● MATERIAL SHOWN

===============

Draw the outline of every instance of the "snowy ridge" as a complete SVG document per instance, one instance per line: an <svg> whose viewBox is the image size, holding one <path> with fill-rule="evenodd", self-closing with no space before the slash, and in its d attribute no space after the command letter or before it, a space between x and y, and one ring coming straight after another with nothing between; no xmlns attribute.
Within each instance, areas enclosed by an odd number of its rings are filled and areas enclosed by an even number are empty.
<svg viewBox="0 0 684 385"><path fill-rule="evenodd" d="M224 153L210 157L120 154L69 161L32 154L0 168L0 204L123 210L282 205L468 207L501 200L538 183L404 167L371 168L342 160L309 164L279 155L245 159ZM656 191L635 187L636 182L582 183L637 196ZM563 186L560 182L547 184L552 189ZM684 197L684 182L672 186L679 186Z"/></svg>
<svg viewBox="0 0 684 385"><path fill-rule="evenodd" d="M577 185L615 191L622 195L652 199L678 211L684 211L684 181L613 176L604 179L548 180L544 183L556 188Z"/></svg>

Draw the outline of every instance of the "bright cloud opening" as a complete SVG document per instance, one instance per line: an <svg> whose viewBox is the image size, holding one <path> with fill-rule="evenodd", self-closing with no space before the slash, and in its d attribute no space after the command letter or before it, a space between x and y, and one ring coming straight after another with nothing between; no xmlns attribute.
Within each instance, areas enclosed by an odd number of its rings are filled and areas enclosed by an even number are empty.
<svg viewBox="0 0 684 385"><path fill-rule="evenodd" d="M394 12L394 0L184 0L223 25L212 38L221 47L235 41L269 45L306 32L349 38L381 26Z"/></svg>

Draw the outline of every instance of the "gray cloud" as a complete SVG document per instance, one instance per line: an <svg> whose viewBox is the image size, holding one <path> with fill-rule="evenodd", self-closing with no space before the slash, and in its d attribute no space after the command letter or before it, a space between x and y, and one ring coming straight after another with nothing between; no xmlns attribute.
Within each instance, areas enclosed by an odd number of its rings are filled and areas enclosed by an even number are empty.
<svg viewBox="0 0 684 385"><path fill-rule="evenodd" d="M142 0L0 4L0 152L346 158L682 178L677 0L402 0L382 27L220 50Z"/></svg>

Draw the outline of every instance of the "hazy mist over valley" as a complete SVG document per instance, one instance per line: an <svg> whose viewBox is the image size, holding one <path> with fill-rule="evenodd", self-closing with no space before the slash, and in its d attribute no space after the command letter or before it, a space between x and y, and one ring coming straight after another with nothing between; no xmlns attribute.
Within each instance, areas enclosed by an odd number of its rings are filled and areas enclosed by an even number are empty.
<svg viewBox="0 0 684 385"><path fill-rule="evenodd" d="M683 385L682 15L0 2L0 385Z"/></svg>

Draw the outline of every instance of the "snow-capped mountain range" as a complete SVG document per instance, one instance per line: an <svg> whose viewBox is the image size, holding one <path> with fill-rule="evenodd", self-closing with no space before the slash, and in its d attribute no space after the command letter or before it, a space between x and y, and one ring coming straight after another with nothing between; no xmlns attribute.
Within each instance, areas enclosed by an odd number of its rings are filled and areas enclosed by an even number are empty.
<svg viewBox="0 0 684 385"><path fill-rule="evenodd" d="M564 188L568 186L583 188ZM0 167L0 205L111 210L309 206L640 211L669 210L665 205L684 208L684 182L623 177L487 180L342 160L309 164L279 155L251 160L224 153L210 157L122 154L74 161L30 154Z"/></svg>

===============

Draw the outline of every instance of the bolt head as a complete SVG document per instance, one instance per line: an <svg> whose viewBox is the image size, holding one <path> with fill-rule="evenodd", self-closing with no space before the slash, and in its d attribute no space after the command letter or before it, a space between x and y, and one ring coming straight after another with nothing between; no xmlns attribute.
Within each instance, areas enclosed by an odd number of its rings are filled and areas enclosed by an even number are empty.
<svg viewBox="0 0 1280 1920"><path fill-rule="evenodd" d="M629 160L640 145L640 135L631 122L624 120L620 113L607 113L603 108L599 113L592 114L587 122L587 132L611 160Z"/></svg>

===============

● WORK INSTRUCTIONS
Looking at the entries, how many lines contain the string "cloud"? The answer is that number alone.

● WRITTEN RESPONSE
2